-- SUPPLIED DATA follows --
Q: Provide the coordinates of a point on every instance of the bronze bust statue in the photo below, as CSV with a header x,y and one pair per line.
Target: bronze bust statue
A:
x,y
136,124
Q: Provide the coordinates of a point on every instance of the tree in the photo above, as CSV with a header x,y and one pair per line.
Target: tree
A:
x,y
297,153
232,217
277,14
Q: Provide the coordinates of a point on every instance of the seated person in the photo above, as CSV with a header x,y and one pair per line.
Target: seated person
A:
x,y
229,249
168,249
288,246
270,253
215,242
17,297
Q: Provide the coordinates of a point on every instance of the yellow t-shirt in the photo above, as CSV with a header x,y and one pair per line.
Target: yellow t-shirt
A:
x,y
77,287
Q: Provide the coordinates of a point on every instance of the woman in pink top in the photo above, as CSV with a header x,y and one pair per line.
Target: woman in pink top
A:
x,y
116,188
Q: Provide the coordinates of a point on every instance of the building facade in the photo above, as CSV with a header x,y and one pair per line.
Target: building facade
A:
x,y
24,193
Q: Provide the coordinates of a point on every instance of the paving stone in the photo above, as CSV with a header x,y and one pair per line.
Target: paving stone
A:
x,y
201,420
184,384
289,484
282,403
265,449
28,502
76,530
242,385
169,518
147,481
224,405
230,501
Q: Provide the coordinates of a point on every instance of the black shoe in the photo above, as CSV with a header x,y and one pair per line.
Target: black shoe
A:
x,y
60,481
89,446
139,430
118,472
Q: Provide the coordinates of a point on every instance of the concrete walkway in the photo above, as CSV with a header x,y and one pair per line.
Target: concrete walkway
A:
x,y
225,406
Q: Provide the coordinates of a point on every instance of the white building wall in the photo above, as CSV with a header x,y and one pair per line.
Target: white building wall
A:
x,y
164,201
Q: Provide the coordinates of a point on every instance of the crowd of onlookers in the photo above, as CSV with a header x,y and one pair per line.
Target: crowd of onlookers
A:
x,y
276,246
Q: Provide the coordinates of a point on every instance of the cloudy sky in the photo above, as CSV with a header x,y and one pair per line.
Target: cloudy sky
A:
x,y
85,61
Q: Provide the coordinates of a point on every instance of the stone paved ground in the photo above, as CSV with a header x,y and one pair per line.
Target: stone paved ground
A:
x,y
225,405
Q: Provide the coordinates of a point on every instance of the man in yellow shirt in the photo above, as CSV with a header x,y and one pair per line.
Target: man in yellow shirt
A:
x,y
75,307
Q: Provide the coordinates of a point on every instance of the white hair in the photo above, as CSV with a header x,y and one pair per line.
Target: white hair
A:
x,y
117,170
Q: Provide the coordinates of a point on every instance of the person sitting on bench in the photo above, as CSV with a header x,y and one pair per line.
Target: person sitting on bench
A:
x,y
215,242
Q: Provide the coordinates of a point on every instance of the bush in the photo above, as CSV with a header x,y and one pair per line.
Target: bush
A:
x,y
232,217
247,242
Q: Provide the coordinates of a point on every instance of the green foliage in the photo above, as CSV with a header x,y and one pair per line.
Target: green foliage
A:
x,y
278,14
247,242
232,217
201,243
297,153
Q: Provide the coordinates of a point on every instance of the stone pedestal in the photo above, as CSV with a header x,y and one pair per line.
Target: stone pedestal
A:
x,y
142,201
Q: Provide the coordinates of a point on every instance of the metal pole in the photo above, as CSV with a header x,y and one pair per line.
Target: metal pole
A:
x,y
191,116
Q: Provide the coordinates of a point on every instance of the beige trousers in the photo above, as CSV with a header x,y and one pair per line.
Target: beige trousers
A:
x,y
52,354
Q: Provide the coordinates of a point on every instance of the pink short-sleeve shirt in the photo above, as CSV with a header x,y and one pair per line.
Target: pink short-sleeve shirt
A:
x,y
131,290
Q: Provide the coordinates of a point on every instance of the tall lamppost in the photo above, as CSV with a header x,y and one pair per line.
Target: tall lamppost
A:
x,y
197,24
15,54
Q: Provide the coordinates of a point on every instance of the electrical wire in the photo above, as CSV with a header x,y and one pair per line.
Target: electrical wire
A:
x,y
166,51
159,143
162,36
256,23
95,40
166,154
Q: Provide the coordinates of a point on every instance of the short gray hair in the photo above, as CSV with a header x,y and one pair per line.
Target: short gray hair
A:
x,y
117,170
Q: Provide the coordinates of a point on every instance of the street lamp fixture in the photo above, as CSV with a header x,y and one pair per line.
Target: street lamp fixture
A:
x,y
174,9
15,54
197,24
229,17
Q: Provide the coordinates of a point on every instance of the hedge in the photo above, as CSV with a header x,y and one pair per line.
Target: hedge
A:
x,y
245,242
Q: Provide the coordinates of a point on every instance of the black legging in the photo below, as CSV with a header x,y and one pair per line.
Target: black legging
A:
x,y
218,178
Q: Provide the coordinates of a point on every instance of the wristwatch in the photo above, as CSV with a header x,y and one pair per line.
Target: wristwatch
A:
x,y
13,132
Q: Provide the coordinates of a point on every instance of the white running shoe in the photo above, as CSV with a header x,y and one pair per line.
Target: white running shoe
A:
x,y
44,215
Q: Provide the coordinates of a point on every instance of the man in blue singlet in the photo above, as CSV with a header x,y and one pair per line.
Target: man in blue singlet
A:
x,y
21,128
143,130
-- SUPPLIED DATA concluded --
Go through the data and retype all of it exactly.

SOLUTION:
Q: Provide the coordinates of a point on every instance of the bronze bust statue in the photo below, as CSV with a header x,y and one pair per line.
Target: bronze bust statue
A:
x,y
136,124
Q: Provide the coordinates of a point on every instance of the tree in the photo above, as CSV with a header x,y and one pair per line.
Target: tree
A:
x,y
297,153
232,217
277,14
Q: Provide the coordinates of a point on every instance of the seated person in the photo above, as CSV with a header x,y and one pair per line.
Target: seated person
A:
x,y
229,249
168,249
288,246
270,253
215,242
17,297
Q: Provide the coordinates of a point on every instance of the yellow t-shirt in the photo above, as CSV with a header x,y and one pair per line.
Target: yellow t-shirt
A:
x,y
77,287
Q: Provide the coordinates of a point on every instance of the woman in pink top in the photo above, as CSV with a header x,y and one pair per line.
Target: woman in pink top
A:
x,y
116,188
Q: Provide the coordinates of a point on every instance of the building facade in the photo above, as CSV with a header x,y and one pair per line.
Target: building facade
A:
x,y
24,193
Q: Provide the coordinates of a point on every instance of the paving stone in the photo above, as CSV with a header x,y and one pair per line.
Target: paving stone
A:
x,y
201,420
184,384
289,484
282,403
265,449
28,502
76,530
242,385
169,518
147,481
224,405
230,501
Q: Provide the coordinates of a point on every instance of the black shoe in the photo above, as CSV with a header x,y and one pair per line.
Target: black shoe
A:
x,y
60,481
89,446
139,430
118,472
Q: Provide the coordinates of a point on every instance of the concrete walkway in the photo above, as CSV with a header x,y and one pair per line.
Target: concrete walkway
A:
x,y
225,406
Q: Provide the coordinates of a point on every instance of the white building wall in the photo above, as CSV with a header x,y and one pair per line.
Target: white building wall
A:
x,y
164,201
Q: Provide the coordinates of a point on every instance of the crowd of onlookers in the photo above, as CSV with a header x,y and one pair per line.
Target: crowd of onlookers
A:
x,y
276,246
Q: Provide the coordinates of a point on every instance of the cloudy sky in the photo above, as CSV with a header x,y and one pair per line.
Target: cloudy sky
A:
x,y
85,61
Q: Provide the coordinates of a point on every instance of the stone paved ground in the photo above, as CSV with a header x,y and one pair per line.
Target: stone paved ground
A:
x,y
225,405
Q: Provide the coordinates of a point on every instance of the man in yellow shirt in the photo above, as CSV with a header x,y and one pair per line.
Target: man in yellow shirt
A:
x,y
75,307
Q: Provide the coordinates of a point on every instance of the white hair in the photo above, as CSV with a header x,y and one pair per line.
Target: white hair
A:
x,y
117,170
Q: Provide the coordinates of a point on every instance of the person sitting on bench in the photo above, as CSV with a header x,y and one pair per line.
Target: person sitting on bench
A:
x,y
215,242
Q: Provide the coordinates of a point on every instance of the bush in the photo above, as CSV with a header x,y and one pair per line.
Target: bush
A:
x,y
232,217
247,242
Q: Provide the coordinates of a point on every instance of the green foliage in the photo above, as CSV with a header x,y and one pair per line.
Target: green foliage
A:
x,y
278,14
247,242
232,217
201,243
297,153
Q: Provide the coordinates of a point on every instance of the stone pedestal in the photo above, as CSV with a header x,y and one pair per line.
Target: stone pedestal
A:
x,y
142,201
Q: Provide the coordinates of a point on every instance of the metal pole in the photo above, as CSV with a header x,y and one pair per line.
Target: metal pole
A:
x,y
191,116
Q: Provide the coordinates of a point on every instance of the beige trousers in the photo above, as CSV with a header x,y and one pair per line.
Target: beige trousers
A:
x,y
52,354
Q: Provide the coordinates of a point on every instance of the pink short-sleeve shirt in the photo above, as CSV with a header x,y and one pair per line.
Target: pink short-sleeve shirt
A:
x,y
131,290
Q: Provide the coordinates of a point on every instance of the tall lamppost in the photo above, as CSV with a header x,y and one pair per line.
Target: tall lamppost
A:
x,y
197,24
15,54
Q: Provide the coordinates of a point on every instance of the electrical wire in the photo above, as CSV with a header x,y and one pair per line.
Target: electrical wire
A:
x,y
166,51
159,143
162,36
256,23
95,40
166,154
Q: Provide the coordinates of a point on every instance of the short gray hair in the photo above, as CSV with a header x,y and one pair per line.
Target: short gray hair
A:
x,y
117,170
Q: Provide the coordinates of a point on every instance of the street lamp fixture in the photo above, as CSV with a header x,y and one pair per line.
Target: street lamp fixture
A:
x,y
174,9
15,54
197,24
229,17
Q: Provide the coordinates of a point on every instance of the hedge in the photo above, as CSV with a header x,y and one pair per line.
Target: hedge
A:
x,y
245,242
Q: Provide the coordinates of a point on every instance of the black legging in the photo below, as CSV with a header x,y and one pair per line.
Target: black legging
A:
x,y
218,178
Q: Provide the coordinates of a point on every instance of the wristwatch in the photo above, as CSV with a header x,y and one pair per line.
Target: wristwatch
A:
x,y
13,132
Q: Provide the coordinates of a point on every instance of the white running shoe in the photo above, as CSV with a header x,y and one pair per line.
Target: white running shoe
A:
x,y
44,215
Q: Provide the coordinates of a point on every instance of the man in blue singlet in the photo above, as CSV with a header x,y and one pair per line.
Target: man in blue singlet
A:
x,y
21,128
143,130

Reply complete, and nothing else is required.